Object pointing dataset rows:
<<<<

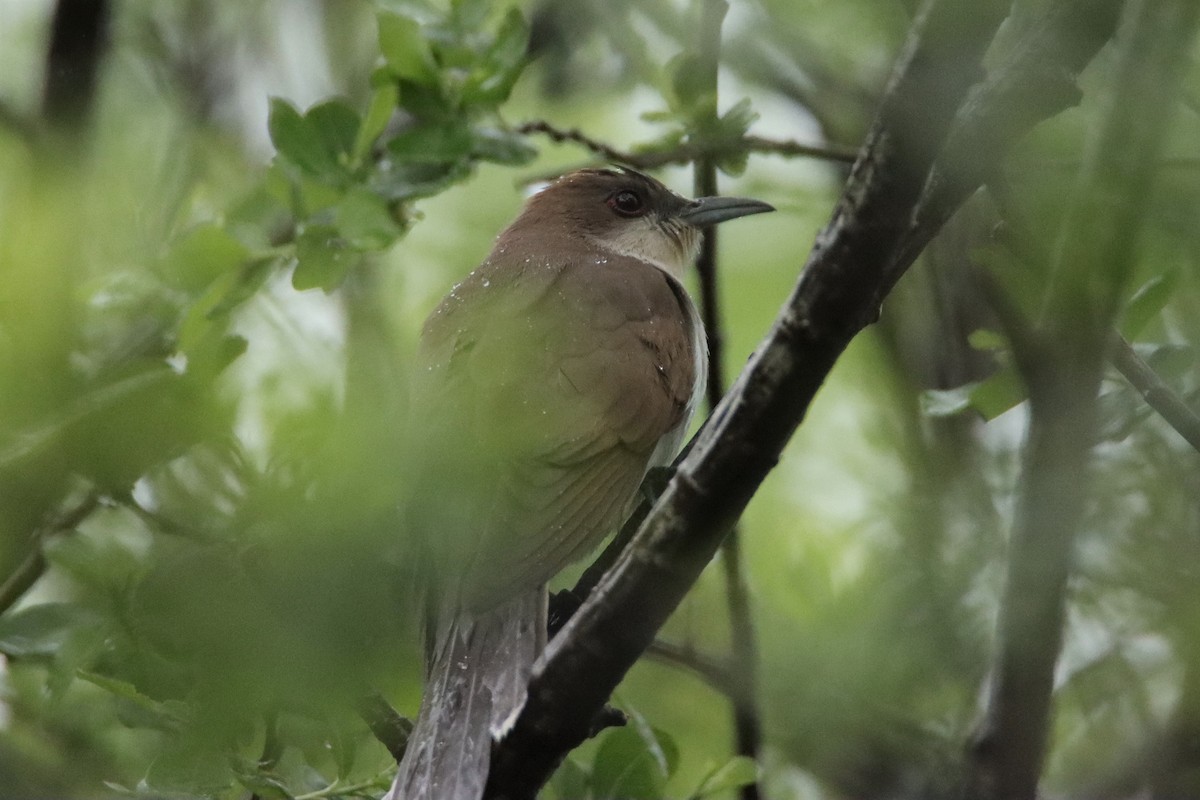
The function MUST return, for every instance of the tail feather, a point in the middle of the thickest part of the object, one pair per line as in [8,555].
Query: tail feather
[479,668]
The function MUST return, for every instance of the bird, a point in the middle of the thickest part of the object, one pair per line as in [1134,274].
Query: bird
[546,384]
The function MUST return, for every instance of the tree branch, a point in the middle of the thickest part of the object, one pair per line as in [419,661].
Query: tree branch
[27,573]
[78,38]
[1092,268]
[1035,80]
[837,296]
[1156,392]
[689,151]
[744,657]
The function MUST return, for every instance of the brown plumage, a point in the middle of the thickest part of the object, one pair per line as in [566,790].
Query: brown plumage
[549,382]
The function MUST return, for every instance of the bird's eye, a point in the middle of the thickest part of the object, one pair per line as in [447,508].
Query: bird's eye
[627,203]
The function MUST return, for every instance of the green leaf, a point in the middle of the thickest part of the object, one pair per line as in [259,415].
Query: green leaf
[365,221]
[1120,411]
[990,397]
[502,146]
[298,139]
[738,119]
[502,64]
[383,104]
[189,769]
[570,781]
[468,16]
[323,258]
[997,394]
[633,763]
[1147,302]
[167,715]
[433,143]
[946,402]
[202,254]
[337,125]
[987,341]
[733,774]
[406,48]
[41,631]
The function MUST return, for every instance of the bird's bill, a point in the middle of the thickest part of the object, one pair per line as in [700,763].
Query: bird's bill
[709,210]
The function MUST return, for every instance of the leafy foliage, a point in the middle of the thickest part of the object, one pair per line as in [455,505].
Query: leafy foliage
[199,455]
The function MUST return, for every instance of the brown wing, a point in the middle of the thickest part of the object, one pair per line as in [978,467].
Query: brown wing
[552,385]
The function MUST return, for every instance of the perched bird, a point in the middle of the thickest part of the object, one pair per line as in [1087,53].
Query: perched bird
[549,382]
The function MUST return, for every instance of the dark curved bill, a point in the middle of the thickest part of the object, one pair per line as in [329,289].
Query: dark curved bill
[709,210]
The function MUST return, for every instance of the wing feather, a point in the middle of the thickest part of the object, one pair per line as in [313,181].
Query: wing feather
[543,392]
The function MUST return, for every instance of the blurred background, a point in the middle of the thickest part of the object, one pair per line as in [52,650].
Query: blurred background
[209,292]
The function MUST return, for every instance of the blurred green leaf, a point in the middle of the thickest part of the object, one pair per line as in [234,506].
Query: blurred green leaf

>>>>

** Problem to solve **
Reproduce the listing word for word, beginning at the line that contains "as in [978,467]." and continuing through the final line of the listing.

** Output of the exercise **
The function MUST return, for every instance of the brown wing, a point in the middle of the thickest part of the object, one pair per line as in [978,467].
Query: brown wing
[552,385]
The function MUST return, for every instance of the perched bird, a point in the middle of the thickest part of the object, one pair per line as in [1087,53].
Query: perched bird
[549,382]
The function MUST return, for every instance of the dark curved bill, a point in the middle of the thickest part of the object, one pair per line as in [329,289].
Query: dark curved bill
[709,210]
The function MUST return, for every instance of the wing feather, a point in the middle of the thickest part of the object, one pair per line as in [313,181].
Query: wing feather
[543,392]
The function MUST return, for every instance of the blurred background, a point in the middle of the thickest part of the object, one pair per line as in [52,650].
Query: blurred background
[209,292]
The function MUST return, for every instance of the blurred green leaf, a point in the middle of the thickest part of the object, one pair per line as in [234,506].
Query: blurred green leaf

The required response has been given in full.